◆ **EXERCISE BRIEF**: Duplicate the listing below verbatim, omitting the pictures from your reply.
##### RECORD EXCERPTS #####
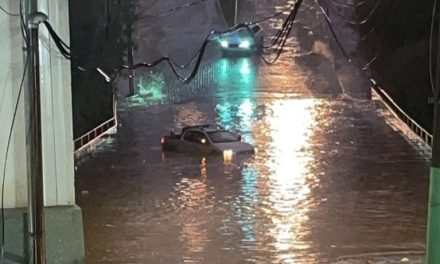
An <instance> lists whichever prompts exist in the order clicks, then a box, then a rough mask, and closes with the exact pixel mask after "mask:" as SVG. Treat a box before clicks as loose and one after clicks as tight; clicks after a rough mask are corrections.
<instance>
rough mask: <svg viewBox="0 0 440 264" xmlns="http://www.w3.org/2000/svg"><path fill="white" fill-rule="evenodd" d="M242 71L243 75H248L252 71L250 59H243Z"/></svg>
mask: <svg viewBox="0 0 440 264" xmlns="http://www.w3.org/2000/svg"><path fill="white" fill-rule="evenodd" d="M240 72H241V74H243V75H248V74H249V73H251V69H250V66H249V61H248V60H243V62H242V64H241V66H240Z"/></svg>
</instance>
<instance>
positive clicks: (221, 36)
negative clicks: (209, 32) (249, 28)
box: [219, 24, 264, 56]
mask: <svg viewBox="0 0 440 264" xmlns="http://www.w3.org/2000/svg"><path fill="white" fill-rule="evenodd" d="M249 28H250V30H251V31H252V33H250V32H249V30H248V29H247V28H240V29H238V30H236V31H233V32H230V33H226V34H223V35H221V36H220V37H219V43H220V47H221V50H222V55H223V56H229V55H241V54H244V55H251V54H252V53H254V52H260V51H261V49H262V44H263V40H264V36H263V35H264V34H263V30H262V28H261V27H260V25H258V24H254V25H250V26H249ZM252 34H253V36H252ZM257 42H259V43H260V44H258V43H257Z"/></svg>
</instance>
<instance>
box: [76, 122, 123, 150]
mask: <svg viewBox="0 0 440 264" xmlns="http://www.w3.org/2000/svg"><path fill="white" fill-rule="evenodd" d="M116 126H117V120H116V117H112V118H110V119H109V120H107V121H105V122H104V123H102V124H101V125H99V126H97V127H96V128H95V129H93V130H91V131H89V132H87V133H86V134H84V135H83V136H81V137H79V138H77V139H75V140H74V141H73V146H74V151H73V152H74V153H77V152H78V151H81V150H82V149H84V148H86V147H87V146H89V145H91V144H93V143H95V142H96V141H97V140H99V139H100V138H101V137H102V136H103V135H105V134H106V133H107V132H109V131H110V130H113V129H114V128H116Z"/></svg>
#####
◆ **RESPONSE**:
An <instance> lists whichever prompts exist in the order clicks, then a box, then a rough mask, and closes with the exact pixel mask after "mask:" as SVG. Treat a box before clicks as loose and one after clicks as tight; clicks after a rough mask are corrections.
<instance>
rough mask: <svg viewBox="0 0 440 264" xmlns="http://www.w3.org/2000/svg"><path fill="white" fill-rule="evenodd" d="M242 71L243 75H248L252 71L250 59H243Z"/></svg>
mask: <svg viewBox="0 0 440 264" xmlns="http://www.w3.org/2000/svg"><path fill="white" fill-rule="evenodd" d="M240 72H241V74H243V75H248V74H249V73H251V69H250V66H249V61H248V60H243V62H242V64H241V66H240Z"/></svg>
</instance>
<instance>
positive clicks: (221, 36)
negative clicks: (209, 32) (249, 28)
box: [219, 24, 264, 56]
mask: <svg viewBox="0 0 440 264" xmlns="http://www.w3.org/2000/svg"><path fill="white" fill-rule="evenodd" d="M249 28H250V30H251V31H252V33H250V32H249V30H248V29H247V28H240V29H238V30H236V31H233V32H230V33H226V34H223V35H221V36H220V37H219V43H220V47H221V50H222V55H223V56H229V55H241V54H244V55H251V54H252V53H254V52H260V51H261V49H262V44H263V40H264V36H263V35H264V34H263V30H262V28H261V27H260V25H258V24H254V25H250V26H249ZM252 34H253V36H252ZM257 42H259V43H260V44H258V43H257Z"/></svg>
</instance>
<instance>
box: [76, 122, 123, 150]
mask: <svg viewBox="0 0 440 264" xmlns="http://www.w3.org/2000/svg"><path fill="white" fill-rule="evenodd" d="M116 126H117V120H116V117H112V118H110V119H109V120H107V121H105V122H104V123H102V124H101V125H99V126H97V127H96V128H95V129H93V130H91V131H89V132H87V133H86V134H84V135H83V136H81V137H79V138H77V139H75V140H74V141H73V146H74V151H73V152H74V153H77V152H78V151H81V150H82V149H84V148H86V147H87V146H89V145H91V144H93V143H95V142H96V141H97V140H99V139H100V138H101V137H102V136H103V135H105V134H106V133H107V132H109V131H110V130H113V129H114V128H116Z"/></svg>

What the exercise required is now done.